## Aufgaben
1) Schreib den Reisebericht über Tag 123 vollständig und Wort für Wort ab.
2) Zeig jede Zeile der Einträge, in der die Zeichenfolge "positive" vorkommt. Dabei zählt die Groß- und Kleinschreibung.

Tag 123 - Planänderung! (02.10.2024)
Von Chichester Harbour National Landscape auf den Ärmelkanal
Wir wachen früh auf, es ist noch dunkel, und drehen uns erst einmal nochmal um. Doch schließlich bauen wir das Zelt ab, als der Himmel allmählich heller wird. Der Zeltplatz am Chichester Harbour ist idyllisch: Boote liegen im ruhigen Wasser und die Landschaft um uns herum ist durch den Sonnenaufgang in eine schöne Farbpracht gehüllt. Es wirkt fast, als wären wir bereits in südlicheren Ländern angelangt. Während wir das Frühstück – Zimtschnecken mit Pudding, selbstgemachten Apfelkompott vom Vortag und Milchreis – genießen, kommen ein paar Hundehalter vorbei. Sie sind nicht allzu begeistert, dass wir hier zelten, aber niemand macht Ärger. Unsere Rückfahrt beginnt auf einem kleinen Fußweg, vorbei an mehr Booten und den charmanten alten Gebäuden der Halbinsel. Alles hier scheint perfekt ins Bild einer kleinen, unberührten Welt zu passen. Doch schon bald fahren wir auf die Hauptstraße und lassen diese Idylle hinter uns.

[Gespeicherte Einträge]
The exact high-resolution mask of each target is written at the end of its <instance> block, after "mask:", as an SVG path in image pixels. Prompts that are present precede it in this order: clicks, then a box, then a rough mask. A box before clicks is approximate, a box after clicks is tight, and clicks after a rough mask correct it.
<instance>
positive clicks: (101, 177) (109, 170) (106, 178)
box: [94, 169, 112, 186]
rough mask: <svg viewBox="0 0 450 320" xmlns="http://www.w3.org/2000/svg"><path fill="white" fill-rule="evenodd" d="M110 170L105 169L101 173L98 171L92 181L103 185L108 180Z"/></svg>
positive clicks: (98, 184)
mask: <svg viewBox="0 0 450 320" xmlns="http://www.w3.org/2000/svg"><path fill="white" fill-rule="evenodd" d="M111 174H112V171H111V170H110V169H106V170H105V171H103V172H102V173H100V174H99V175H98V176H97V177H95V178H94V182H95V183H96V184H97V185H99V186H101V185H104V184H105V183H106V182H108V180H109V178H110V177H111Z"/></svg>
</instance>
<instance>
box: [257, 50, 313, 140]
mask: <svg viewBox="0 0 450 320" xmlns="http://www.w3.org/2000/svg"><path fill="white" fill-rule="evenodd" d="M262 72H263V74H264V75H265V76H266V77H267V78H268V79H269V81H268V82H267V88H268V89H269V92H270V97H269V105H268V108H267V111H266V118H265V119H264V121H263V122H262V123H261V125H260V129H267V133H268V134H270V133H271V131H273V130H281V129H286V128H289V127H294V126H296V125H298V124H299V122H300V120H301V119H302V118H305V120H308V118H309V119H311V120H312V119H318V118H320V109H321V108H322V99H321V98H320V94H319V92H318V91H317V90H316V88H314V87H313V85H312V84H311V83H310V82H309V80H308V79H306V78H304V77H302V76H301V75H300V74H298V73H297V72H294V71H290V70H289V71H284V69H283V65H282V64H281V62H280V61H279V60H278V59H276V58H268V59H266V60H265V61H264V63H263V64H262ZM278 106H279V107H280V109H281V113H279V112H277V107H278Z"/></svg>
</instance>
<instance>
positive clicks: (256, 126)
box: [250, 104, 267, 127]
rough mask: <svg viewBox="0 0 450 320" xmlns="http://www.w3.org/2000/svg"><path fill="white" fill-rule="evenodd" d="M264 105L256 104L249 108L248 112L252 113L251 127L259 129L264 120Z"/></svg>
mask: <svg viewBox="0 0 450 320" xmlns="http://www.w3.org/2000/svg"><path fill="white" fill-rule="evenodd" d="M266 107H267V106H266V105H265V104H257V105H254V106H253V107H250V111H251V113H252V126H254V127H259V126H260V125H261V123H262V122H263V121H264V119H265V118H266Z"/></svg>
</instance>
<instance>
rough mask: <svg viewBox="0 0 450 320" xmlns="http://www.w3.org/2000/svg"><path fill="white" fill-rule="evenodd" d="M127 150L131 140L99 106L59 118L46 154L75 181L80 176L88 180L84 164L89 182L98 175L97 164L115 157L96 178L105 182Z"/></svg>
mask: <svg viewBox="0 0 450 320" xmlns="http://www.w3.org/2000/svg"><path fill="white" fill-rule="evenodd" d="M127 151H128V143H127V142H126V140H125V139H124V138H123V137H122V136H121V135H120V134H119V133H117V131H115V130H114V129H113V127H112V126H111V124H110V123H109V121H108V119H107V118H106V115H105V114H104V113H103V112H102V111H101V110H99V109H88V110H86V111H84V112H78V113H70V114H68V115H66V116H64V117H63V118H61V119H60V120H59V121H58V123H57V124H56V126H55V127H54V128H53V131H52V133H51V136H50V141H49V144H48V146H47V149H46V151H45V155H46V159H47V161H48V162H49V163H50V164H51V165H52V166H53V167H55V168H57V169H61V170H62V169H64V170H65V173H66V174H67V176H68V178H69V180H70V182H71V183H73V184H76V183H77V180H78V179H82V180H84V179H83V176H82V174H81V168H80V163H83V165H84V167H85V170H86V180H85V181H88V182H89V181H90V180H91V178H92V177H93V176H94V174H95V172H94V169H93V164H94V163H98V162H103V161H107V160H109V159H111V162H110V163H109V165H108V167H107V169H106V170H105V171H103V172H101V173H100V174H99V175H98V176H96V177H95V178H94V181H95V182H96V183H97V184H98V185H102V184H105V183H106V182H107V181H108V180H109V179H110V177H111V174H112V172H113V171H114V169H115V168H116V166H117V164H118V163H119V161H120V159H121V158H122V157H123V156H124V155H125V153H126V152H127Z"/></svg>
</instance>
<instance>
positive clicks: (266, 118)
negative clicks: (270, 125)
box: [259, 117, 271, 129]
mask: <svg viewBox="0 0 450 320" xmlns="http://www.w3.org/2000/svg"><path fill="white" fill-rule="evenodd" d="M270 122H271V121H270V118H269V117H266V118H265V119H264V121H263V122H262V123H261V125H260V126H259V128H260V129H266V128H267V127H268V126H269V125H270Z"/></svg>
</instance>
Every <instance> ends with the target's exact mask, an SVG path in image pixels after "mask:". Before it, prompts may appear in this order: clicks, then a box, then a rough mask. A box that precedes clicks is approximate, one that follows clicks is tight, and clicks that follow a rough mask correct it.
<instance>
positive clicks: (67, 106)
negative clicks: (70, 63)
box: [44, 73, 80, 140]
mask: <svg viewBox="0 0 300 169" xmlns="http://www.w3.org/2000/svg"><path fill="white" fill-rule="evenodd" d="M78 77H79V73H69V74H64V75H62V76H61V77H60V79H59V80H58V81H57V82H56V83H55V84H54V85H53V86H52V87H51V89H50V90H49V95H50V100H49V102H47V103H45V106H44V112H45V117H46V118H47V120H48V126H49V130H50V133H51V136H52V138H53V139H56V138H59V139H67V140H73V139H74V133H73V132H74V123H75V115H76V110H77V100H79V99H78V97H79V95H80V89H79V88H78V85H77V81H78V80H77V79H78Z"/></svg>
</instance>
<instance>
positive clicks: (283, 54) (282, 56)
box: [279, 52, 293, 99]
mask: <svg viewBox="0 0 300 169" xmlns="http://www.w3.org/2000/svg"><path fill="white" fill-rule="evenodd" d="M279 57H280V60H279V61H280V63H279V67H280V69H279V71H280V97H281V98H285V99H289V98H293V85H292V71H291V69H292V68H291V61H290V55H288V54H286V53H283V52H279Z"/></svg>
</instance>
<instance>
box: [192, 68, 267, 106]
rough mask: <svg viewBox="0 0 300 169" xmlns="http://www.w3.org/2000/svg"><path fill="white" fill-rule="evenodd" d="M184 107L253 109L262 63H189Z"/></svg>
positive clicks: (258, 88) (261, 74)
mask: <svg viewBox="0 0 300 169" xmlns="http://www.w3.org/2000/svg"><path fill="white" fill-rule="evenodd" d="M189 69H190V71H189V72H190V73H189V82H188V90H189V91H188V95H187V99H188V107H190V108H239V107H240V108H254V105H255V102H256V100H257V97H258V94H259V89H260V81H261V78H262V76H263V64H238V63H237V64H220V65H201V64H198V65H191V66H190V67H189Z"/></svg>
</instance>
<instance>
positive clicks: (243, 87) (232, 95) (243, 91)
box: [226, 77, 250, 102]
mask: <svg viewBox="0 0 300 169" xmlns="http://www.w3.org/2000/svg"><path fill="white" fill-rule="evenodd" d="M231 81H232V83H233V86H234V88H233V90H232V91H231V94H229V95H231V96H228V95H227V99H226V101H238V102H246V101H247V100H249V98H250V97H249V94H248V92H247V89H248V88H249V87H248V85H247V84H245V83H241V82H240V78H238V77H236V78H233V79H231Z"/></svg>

## Lösungen je Aufgabe
1)
Tag 123 - Planänderung! (02.10.2024)
Von Chichester Harbour National Landscape auf den Ärmelkanal
Wir wachen früh auf, es ist noch dunkel, und drehen uns erst einmal nochmal um. Doch schließlich bauen wir das Zelt ab, als der Himmel allmählich heller wird. Der Zeltplatz am Chichester Harbour ist idyllisch: Boote liegen im ruhigen Wasser und die Landschaft um uns herum ist durch den Sonnenaufgang in eine schöne Farbpracht gehüllt. Es wirkt fast, als wären wir bereits in südlicheren Ländern angelangt. Während wir das Frühstück – Zimtschnecken mit Pudding, selbstgemachten Apfelkompott vom Vortag und Milchreis – genießen, kommen ein paar Hundehalter vorbei. Sie sind nicht allzu begeistert, dass wir hier zelten, aber niemand macht Ärger. Unsere Rückfahrt beginnt auf einem kleinen Fußweg, vorbei an mehr Booten und den charmanten alten Gebäuden der Halbinsel. Alles hier scheint perfekt ins Bild einer kleinen, unberührten Welt zu passen. Doch schon bald fahren wir auf die Hauptstraße und lassen diese Idylle hinter uns.

2)
positive clicks: (101, 177) (109, 170) (106, 178)
positive clicks: (98, 184)
positive clicks: (256, 126)
positive clicks: (266, 118)
positive clicks: (67, 106)
positive clicks: (283, 54) (282, 56)
positive clicks: (258, 88) (261, 74)
positive clicks: (243, 87) (232, 95) (243, 91)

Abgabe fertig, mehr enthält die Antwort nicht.